TEXT EXCERPT:
═══

Life satisfaction, itself, is in part,  ‘‘satisfaction with level of personal control over one’s life.’’ (Bernard, 2011: Kindle location 1284-1288).

We’re still being sold the line that if you really want to be happy, you need to be in control, and so we’re sold gadgets and gizmos galore to help us with the overwhelming task of creating order in a seemingly chaotic world: of taking back control.

The problem, as I see it, is that we haven’t distinguished very well between arenas in which we have control, arenas in which – with enough effort, energy and resource expenditure – we have, at best, influence, and arenas in which, try as we may, we are helpless.

One of the most joyous aspects of living with our friends in Era, a rural community in a mountainous region of the tropics, was coming to terms with my own lack of control in so many arenas, and my limits in others, and accepting it. It was a profoundly liberating experience, although tough at times, too.

I grew to understand that control and power are not the same thing. We are made, as humans, to be powerful. To treat someone as powerless is a violation of their humanity. It is an abuse. Each of us, even the tiniest toddler (as many parents testify), want to know that they are powerful beings. We are made in the image of God. Of course we were made to be powerful. Part of what is so deeply twisted about slavery, rape, child abuse, colonial abuses, racism, sexism…is the belief that some humans should be less powerful than others; that one person’s power should violate another’s. Power is not a zero sum game and treating it as such is How to Ruin and Wreck the World 101.

═══

RECORDS SUPPLIED:

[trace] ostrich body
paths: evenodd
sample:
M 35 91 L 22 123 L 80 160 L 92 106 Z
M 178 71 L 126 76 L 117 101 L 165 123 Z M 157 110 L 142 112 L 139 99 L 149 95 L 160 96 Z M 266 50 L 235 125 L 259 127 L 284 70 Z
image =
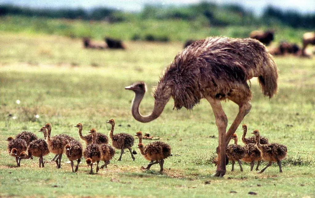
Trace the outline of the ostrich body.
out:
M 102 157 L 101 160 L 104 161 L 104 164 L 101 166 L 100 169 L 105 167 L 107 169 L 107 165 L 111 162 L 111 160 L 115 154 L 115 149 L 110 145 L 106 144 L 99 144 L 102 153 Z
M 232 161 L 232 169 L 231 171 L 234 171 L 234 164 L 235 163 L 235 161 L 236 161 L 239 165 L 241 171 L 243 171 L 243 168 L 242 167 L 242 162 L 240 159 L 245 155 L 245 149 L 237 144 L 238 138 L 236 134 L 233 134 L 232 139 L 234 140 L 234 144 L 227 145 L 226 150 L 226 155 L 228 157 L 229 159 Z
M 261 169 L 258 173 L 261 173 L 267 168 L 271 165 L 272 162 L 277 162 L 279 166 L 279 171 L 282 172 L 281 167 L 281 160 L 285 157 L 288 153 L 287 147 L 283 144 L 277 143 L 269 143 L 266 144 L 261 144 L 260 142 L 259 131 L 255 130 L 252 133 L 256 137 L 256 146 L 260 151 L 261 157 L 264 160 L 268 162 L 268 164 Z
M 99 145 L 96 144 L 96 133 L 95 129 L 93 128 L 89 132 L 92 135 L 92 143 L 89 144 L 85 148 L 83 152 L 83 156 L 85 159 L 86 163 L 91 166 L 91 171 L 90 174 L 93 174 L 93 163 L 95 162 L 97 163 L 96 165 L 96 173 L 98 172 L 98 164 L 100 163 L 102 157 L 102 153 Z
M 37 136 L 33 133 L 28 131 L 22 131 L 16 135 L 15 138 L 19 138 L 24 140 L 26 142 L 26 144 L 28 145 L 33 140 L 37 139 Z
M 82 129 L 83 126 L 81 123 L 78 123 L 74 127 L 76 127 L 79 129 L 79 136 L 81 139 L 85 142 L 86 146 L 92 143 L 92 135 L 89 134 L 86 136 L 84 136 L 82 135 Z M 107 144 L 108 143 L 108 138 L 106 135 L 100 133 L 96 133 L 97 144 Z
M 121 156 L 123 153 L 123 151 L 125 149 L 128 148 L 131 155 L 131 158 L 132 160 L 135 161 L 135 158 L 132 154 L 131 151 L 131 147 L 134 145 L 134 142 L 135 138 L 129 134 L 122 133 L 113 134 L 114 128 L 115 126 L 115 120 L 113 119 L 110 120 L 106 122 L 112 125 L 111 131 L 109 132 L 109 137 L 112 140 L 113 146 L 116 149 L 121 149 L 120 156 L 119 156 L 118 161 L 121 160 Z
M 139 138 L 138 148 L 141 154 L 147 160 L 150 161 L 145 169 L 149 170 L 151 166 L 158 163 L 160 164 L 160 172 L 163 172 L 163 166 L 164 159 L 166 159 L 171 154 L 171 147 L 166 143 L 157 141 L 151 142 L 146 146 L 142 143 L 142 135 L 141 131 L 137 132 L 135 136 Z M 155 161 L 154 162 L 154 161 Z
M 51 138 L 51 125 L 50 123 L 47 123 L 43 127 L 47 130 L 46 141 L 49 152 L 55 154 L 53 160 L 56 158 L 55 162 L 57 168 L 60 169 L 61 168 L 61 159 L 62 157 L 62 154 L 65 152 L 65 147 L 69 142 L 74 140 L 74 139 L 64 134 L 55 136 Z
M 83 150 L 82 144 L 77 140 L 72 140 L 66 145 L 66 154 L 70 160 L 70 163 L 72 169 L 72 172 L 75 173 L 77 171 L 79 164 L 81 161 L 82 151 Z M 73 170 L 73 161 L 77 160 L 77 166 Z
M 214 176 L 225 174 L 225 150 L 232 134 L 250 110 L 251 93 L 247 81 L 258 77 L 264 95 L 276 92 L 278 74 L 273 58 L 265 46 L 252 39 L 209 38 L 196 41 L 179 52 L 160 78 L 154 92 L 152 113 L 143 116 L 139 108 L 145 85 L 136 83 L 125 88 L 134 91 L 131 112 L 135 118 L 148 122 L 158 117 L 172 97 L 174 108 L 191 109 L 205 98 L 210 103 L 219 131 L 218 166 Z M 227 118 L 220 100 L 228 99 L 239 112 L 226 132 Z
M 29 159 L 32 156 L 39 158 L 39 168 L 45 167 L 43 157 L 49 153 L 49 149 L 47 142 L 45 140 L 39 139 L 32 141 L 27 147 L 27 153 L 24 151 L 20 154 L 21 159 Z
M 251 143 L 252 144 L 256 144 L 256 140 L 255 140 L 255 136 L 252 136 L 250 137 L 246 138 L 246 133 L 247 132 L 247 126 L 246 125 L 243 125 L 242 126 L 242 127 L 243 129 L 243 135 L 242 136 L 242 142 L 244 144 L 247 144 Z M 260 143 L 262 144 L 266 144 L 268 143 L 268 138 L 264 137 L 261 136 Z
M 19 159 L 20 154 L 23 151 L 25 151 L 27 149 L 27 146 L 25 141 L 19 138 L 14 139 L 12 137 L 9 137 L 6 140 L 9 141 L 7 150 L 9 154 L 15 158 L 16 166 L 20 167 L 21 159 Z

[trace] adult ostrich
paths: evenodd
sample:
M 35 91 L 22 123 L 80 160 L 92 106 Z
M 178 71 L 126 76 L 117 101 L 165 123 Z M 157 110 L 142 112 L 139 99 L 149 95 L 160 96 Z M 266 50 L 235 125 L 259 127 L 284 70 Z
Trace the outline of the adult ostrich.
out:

═══

STATED EXERCISE A: Write out the part of the essay on control and power that opens with the words containing "The problem, as" and closes with "we are helpless.".
STATED EXERCISE B: Write what comes next in the essay on control and power, picking up after its final sentence.

TASK ANSWER A:
The problem, as I see it, is that we haven’t distinguished very well between arenas in which we have control, arenas in which – with enough effort, energy and resource expenditure – we have, at best, influence, and arenas in which, try as we may, we are helpless.

TASK ANSWER B:
But control is different. You know what I think is really powerful?

Knowing what you have control over, and controlling it.

Knowing what you might be able to influence, and choosing wisely how to spend your resources and yourself to effectively influence it.

Knowing what you choose not to influence and reconciling yourself to it.

Knowing what you do not control and accepting it.

Accepting, yes, but I don’t mean accepting as good, right, or even as inevitable. I don’t mean accepting passively, palms of surrender raised to the skies. No. I can’t control other people but that does not mean I am ok with other people living in oppressive and cruel ways. Death is something I have no control over, but I rage against it and unapologetically (Stephen Jay Gould put it so well). So I don’t mean the kind of acceptance where you choose not to care. Of course we care. What I mean is accepting the limits of my own control, and that, I am learning, is the most powerful position from which to bring change anyway.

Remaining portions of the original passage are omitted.